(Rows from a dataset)
────────────────
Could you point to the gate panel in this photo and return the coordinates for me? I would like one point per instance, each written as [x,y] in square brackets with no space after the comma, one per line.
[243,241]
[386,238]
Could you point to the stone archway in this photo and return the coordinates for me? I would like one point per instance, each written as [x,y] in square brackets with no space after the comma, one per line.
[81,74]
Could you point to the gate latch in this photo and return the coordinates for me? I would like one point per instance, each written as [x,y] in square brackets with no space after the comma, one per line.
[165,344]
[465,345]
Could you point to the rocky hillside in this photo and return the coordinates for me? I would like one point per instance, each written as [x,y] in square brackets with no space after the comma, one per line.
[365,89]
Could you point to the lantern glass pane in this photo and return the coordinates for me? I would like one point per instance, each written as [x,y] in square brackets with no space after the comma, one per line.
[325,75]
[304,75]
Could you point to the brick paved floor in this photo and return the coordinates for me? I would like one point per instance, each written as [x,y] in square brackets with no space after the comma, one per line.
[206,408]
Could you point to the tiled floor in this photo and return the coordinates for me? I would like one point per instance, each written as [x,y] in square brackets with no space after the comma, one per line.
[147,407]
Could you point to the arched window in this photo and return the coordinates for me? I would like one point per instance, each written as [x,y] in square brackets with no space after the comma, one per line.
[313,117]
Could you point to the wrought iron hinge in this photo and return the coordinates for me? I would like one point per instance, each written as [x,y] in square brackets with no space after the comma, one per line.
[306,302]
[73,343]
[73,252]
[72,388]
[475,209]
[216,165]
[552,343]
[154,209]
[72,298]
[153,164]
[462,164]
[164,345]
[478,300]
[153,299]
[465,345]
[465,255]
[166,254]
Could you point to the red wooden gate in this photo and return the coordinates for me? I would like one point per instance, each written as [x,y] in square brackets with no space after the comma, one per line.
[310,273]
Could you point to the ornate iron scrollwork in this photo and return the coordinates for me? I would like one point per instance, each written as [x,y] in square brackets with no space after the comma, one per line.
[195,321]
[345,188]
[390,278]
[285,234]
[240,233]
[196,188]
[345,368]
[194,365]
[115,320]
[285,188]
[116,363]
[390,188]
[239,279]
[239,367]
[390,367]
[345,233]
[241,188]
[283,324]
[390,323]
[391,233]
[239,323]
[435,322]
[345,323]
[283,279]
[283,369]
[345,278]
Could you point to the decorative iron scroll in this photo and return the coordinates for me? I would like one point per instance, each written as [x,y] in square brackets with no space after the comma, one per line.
────────────────
- **DIRECTIONS**
Can you reproduce every line of the data, starting at the line that contains "Could you point to the ornate" and ending at the last line, with the requests kept as they are and each x and y coordinate in the answers multiplied by 0.4 and rounded to a whole number, halves rounded up?

- **ANSWER BELOW**
Could you point to the ornate iron scrollwork in this photo and return the coordinates for me? I would like one point per instance, each written as [x,y] in square brackets with no space after the comma, one per line.
[78,128]
[138,75]
[156,111]
[114,94]
[96,93]
[78,75]
[138,147]
[78,146]
[46,128]
[114,75]
[46,145]
[156,75]
[96,112]
[96,147]
[156,147]
[138,93]
[96,75]
[113,130]
[156,129]
[156,93]
[96,129]
[174,129]
[138,129]
[113,112]
[113,148]
[138,111]
Could you point to the decorative iron scroll in this photo and return the coordinates for me? I would like one point per instance, each written as [x,y] in square brackets with no space after the comma, one per line.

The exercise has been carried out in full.